What this task involves — Please reproduce, exactly and in full, the lines running from the one that contains "One point per instance, written like point(51, 420)" to the end of the entries.
--- The records Enclosed Below ---
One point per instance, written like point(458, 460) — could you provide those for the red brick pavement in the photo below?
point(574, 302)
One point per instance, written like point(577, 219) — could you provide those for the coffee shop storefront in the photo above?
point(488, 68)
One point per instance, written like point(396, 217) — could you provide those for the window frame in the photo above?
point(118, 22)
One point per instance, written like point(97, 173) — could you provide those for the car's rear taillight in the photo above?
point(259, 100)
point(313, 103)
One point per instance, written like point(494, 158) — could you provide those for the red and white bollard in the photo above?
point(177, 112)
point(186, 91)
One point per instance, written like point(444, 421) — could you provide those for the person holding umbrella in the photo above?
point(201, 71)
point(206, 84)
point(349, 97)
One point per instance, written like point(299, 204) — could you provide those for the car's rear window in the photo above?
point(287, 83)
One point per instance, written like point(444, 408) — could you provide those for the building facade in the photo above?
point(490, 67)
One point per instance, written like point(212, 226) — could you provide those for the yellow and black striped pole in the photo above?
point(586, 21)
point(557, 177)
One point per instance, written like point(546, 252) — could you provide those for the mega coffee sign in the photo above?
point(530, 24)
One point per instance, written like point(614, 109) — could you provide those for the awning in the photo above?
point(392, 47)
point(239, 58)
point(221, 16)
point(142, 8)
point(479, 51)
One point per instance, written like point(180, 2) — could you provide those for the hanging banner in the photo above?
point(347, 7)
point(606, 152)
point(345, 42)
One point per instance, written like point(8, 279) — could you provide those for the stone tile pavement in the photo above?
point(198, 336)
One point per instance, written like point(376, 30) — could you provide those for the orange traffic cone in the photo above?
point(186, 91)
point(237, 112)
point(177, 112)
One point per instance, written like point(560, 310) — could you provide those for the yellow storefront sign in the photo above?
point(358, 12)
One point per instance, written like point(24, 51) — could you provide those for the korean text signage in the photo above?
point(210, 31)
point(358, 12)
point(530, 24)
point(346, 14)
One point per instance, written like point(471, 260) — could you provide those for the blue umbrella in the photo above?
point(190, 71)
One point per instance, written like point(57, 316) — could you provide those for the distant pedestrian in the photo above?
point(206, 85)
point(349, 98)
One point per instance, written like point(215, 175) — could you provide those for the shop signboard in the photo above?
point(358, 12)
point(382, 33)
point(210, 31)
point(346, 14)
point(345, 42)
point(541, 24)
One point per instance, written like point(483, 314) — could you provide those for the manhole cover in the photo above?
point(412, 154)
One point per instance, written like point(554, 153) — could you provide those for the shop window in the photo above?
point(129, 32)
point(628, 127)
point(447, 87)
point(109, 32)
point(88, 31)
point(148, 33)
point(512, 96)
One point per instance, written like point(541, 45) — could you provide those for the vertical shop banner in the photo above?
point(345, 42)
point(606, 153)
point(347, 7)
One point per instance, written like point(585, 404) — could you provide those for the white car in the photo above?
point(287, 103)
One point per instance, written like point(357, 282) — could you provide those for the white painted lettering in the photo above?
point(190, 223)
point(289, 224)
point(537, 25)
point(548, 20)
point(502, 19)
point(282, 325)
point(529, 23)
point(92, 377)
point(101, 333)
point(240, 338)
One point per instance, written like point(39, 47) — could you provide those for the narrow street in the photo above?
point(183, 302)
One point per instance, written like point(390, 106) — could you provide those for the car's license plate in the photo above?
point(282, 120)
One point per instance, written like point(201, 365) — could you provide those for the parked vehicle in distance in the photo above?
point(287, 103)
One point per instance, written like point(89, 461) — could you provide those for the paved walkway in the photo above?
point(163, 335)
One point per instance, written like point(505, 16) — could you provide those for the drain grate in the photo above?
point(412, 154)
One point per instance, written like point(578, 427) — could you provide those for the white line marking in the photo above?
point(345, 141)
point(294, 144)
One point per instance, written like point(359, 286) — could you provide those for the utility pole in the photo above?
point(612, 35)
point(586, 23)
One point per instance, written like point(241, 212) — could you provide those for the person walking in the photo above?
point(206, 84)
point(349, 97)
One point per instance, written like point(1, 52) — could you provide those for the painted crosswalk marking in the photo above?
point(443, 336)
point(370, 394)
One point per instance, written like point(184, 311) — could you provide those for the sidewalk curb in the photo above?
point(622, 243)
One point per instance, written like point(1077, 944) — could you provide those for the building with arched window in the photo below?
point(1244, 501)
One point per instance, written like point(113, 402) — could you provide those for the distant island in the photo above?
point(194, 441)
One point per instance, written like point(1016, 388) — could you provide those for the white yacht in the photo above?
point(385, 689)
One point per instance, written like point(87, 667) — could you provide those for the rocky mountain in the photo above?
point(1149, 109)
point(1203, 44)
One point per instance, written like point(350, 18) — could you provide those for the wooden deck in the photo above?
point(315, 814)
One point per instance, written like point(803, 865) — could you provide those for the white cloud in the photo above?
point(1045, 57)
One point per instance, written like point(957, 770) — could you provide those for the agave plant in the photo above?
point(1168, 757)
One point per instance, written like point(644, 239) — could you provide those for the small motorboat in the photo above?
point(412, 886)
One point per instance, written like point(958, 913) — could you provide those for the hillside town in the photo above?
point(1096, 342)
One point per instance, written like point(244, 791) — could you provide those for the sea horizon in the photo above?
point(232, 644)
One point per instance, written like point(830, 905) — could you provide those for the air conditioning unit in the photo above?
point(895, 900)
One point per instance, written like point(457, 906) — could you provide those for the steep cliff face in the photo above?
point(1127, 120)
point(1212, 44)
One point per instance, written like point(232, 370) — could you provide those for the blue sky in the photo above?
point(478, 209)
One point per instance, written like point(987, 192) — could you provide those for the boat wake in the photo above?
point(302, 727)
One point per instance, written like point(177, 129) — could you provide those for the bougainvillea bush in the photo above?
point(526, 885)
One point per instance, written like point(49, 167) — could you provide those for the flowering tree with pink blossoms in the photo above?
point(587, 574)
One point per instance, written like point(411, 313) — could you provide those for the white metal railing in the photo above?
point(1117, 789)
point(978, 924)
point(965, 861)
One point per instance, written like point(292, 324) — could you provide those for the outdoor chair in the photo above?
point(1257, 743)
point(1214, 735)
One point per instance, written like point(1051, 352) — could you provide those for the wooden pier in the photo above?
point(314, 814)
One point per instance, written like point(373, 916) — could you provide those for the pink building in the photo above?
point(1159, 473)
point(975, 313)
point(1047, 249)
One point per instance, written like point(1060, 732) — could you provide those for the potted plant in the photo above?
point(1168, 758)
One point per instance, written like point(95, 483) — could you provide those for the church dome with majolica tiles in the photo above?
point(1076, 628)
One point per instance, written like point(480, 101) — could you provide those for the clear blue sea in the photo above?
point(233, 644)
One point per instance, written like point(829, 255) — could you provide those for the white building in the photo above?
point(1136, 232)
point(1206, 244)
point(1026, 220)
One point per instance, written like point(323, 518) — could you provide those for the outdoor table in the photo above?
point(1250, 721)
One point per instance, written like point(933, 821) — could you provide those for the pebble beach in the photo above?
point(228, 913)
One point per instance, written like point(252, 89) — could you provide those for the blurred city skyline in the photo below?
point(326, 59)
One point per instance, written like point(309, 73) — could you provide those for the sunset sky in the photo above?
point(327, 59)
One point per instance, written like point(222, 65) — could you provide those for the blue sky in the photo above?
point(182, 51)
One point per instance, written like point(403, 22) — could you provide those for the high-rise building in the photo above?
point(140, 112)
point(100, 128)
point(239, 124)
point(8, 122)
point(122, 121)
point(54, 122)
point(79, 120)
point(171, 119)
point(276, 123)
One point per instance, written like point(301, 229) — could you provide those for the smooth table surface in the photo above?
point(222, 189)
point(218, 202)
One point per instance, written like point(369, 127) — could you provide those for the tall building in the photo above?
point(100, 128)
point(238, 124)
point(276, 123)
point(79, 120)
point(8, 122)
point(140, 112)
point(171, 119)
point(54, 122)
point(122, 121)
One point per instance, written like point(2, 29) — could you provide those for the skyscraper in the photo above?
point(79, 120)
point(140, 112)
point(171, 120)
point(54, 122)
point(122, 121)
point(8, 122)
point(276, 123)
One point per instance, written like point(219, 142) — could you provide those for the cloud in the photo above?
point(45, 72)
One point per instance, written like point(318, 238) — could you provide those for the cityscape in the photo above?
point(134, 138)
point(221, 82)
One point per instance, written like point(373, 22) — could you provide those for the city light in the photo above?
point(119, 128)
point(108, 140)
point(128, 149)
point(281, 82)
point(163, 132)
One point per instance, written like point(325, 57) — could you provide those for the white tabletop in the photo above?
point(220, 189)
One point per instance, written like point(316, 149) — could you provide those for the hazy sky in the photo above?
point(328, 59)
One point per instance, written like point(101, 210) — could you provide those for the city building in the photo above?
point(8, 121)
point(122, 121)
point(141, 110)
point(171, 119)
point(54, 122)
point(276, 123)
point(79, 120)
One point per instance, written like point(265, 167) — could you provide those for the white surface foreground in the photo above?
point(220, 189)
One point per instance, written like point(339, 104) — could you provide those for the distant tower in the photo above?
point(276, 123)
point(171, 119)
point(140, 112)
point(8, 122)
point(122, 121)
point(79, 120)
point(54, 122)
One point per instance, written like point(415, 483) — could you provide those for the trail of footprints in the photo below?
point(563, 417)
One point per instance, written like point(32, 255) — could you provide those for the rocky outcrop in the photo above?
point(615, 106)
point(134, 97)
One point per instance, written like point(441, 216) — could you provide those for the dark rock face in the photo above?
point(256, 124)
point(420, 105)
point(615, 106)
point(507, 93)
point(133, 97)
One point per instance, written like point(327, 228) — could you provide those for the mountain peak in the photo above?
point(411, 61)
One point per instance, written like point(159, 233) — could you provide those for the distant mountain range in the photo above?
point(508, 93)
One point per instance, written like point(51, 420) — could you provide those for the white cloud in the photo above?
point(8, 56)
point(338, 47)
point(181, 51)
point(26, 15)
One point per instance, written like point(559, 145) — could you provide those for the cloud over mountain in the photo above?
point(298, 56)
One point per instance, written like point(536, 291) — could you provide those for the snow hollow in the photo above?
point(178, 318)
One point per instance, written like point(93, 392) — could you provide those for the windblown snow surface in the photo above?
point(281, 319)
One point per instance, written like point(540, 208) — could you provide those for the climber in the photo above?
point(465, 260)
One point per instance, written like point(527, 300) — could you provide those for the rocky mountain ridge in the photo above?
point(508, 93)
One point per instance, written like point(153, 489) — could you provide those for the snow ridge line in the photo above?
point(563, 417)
--- End of Enclosed The records ---
Output —
One point per instance, written like point(51, 420) — could you provide those for the white cloud in the photo above?
point(8, 56)
point(338, 47)
point(181, 51)
point(26, 15)
One point per instance, written like point(559, 145) — could you provide those for the cloud over mountain in the photo above?
point(298, 56)
One point per instance, written like point(536, 291) — could you provide those for the snow hollow in the photo above?
point(178, 318)
One point per instance, written like point(93, 392) — could you provide those for the windblown snow surface in the photo above?
point(281, 319)
One point per instance, written like point(540, 208) — could you provide those for the climber in the photo above?
point(465, 260)
One point per instance, written like point(527, 300) — could you provide those for the rocky mountain ridge in the photo above?
point(508, 93)
One point per instance, written like point(153, 489) — could you provide those for the snow ridge line in the photo above?
point(563, 417)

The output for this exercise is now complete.